Records to use:
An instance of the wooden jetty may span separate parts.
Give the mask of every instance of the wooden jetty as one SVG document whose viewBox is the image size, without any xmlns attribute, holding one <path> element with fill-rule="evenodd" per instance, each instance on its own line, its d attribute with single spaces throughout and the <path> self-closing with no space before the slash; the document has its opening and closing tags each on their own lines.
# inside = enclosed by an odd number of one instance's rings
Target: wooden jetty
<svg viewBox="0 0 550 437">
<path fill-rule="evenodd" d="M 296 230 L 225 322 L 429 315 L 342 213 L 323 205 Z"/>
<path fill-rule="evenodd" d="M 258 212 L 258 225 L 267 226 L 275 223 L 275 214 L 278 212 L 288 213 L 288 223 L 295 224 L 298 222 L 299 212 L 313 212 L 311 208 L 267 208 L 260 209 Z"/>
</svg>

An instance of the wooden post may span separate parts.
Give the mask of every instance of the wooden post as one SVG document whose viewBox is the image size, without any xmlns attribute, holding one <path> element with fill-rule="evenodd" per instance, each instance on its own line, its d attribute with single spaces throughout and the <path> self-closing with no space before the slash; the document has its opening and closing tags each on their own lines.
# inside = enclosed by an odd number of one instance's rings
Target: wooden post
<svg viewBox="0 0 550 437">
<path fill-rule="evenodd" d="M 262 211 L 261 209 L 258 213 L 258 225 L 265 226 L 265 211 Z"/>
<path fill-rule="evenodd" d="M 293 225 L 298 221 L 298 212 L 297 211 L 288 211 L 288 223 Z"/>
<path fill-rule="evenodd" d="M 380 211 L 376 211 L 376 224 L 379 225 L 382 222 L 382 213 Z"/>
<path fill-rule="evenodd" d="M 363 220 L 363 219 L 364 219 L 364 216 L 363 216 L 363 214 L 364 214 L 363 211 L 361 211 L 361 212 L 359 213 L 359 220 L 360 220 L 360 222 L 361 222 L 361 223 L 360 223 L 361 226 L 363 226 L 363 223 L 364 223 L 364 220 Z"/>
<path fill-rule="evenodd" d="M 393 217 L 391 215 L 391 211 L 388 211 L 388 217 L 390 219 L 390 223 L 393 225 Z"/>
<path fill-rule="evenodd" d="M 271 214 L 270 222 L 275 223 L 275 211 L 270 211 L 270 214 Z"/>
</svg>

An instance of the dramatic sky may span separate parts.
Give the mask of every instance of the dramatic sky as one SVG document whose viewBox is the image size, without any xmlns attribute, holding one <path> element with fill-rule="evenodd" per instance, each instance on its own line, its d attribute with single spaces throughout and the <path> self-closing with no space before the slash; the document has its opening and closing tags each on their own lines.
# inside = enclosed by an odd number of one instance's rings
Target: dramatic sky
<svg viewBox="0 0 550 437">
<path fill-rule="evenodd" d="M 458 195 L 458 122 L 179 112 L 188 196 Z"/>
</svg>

Exercise directions: Give back the full listing, exactly as it stands.

Result of the task:
An instance of the wooden jetty may span separate parts.
Give the mask of every instance of the wooden jetty as one SVG document whose viewBox is the image size, without any xmlns attribute, holding one <path> element with fill-rule="evenodd" per instance, each instance on its own line, its d attribute with single spaces throughout and the <path> self-closing with no space before the slash; the document has its opening and closing tags each on their own lines.
# inside = enclosed by an odd number of one instance's rings
Target: wooden jetty
<svg viewBox="0 0 550 437">
<path fill-rule="evenodd" d="M 296 230 L 225 322 L 429 315 L 342 213 L 323 205 Z"/>
<path fill-rule="evenodd" d="M 258 212 L 258 225 L 267 226 L 275 223 L 275 214 L 278 212 L 288 213 L 288 223 L 295 224 L 298 222 L 299 212 L 313 212 L 311 208 L 267 208 L 260 209 Z"/>
</svg>

An instance of the wooden post may span separate parts.
Give the mask of every instance of the wooden post as one SVG document whose viewBox is the image size, without any xmlns attribute, holding one <path> element with fill-rule="evenodd" per instance, each instance on its own line, its d attribute with single spaces throughout and the <path> self-closing with no space before the slash; the document has its opening and closing tags each on their own lines.
# inside = enclosed by an odd number of one instance's rings
Target: wooden post
<svg viewBox="0 0 550 437">
<path fill-rule="evenodd" d="M 262 211 L 261 209 L 258 213 L 258 225 L 265 226 L 265 211 Z"/>
<path fill-rule="evenodd" d="M 293 225 L 298 221 L 298 212 L 297 211 L 288 211 L 288 223 Z"/>
<path fill-rule="evenodd" d="M 380 211 L 376 211 L 376 224 L 379 225 L 382 222 L 382 213 Z"/>
<path fill-rule="evenodd" d="M 363 220 L 363 219 L 364 219 L 364 216 L 363 216 L 363 214 L 364 214 L 363 211 L 361 211 L 361 212 L 359 213 L 359 220 L 360 220 L 360 222 L 361 222 L 361 223 L 360 223 L 361 226 L 363 226 L 363 223 L 364 223 L 364 220 Z"/>
<path fill-rule="evenodd" d="M 393 217 L 391 215 L 391 211 L 388 211 L 388 217 L 390 219 L 390 223 L 393 225 Z"/>
<path fill-rule="evenodd" d="M 271 214 L 270 222 L 275 223 L 275 211 L 270 211 L 270 214 Z"/>
</svg>

An instance of the dramatic sky may span separate parts.
Give the mask of every instance of the dramatic sky as one SVG document whose viewBox is the image size, without any xmlns attribute, holding one <path> element with fill-rule="evenodd" per instance, each instance on its own line, its d attribute with single spaces throughout and the <path> self-closing with no space before the slash; the document has its opening and closing tags each on their own lines.
# inside = enclosed by an odd number of one instance's rings
Target: dramatic sky
<svg viewBox="0 0 550 437">
<path fill-rule="evenodd" d="M 458 195 L 458 122 L 179 112 L 188 196 Z"/>
</svg>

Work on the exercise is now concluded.